**Cosa fare**.
Per favore, riporta senza alcuna modifica il tratto del materiale qui sotto che va dalla riga contenente "--target truck fender" fino alla fine del materiale, entrambi gli estremi inclusi.

_____

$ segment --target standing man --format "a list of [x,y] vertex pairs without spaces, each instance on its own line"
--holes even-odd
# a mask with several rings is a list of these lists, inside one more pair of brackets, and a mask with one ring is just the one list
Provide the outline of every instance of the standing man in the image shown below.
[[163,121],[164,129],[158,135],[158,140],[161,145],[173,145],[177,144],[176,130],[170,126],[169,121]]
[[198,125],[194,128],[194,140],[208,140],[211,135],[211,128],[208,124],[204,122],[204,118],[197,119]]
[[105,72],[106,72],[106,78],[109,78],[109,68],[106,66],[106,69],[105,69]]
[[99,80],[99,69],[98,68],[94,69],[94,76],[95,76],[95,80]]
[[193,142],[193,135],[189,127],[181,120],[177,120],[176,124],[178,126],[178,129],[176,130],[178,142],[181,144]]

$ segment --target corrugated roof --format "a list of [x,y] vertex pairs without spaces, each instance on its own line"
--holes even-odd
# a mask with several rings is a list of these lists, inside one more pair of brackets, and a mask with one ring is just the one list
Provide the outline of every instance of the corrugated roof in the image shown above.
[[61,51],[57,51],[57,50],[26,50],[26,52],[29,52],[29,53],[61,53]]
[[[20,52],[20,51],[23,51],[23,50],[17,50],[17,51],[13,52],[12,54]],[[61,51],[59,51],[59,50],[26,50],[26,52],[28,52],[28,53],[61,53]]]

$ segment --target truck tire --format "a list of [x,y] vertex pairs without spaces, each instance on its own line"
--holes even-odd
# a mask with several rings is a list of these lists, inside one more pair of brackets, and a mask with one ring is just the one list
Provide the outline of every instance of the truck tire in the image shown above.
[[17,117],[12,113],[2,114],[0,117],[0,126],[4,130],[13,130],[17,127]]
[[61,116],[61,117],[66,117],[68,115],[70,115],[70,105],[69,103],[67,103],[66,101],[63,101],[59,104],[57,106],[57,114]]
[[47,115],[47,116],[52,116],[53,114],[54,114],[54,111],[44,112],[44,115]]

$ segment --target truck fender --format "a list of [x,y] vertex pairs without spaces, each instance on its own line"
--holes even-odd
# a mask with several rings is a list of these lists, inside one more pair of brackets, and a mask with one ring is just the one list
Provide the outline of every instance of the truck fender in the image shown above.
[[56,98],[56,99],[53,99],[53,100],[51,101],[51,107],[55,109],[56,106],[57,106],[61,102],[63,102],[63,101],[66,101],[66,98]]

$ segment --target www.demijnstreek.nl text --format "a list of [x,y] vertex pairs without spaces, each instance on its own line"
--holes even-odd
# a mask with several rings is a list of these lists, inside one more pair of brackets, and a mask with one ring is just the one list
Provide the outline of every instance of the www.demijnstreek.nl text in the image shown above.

_____

**Soluzione del problema**.
$ segment --target truck fender --format "a list of [x,y] vertex pairs without spaces, each instance on its own line"
--holes even-odd
# a mask with several rings is a list of these lists, inside one more pair of brackets, and a mask with one ring is just the one list
Provide the outline of every instance of the truck fender in the image shown above.
[[56,98],[56,99],[53,99],[53,100],[51,101],[51,107],[55,109],[56,106],[57,106],[61,102],[63,102],[63,101],[66,101],[66,98]]

$ segment --target www.demijnstreek.nl text --format "a list of [x,y] vertex pairs without spaces, each instance on its own line"
--holes even-odd
# a mask with several rings is a list of these lists, inside one more pair of brackets, and a mask with one ring is just the one list
Provide the outline of every instance of the www.demijnstreek.nl text in the image shown above.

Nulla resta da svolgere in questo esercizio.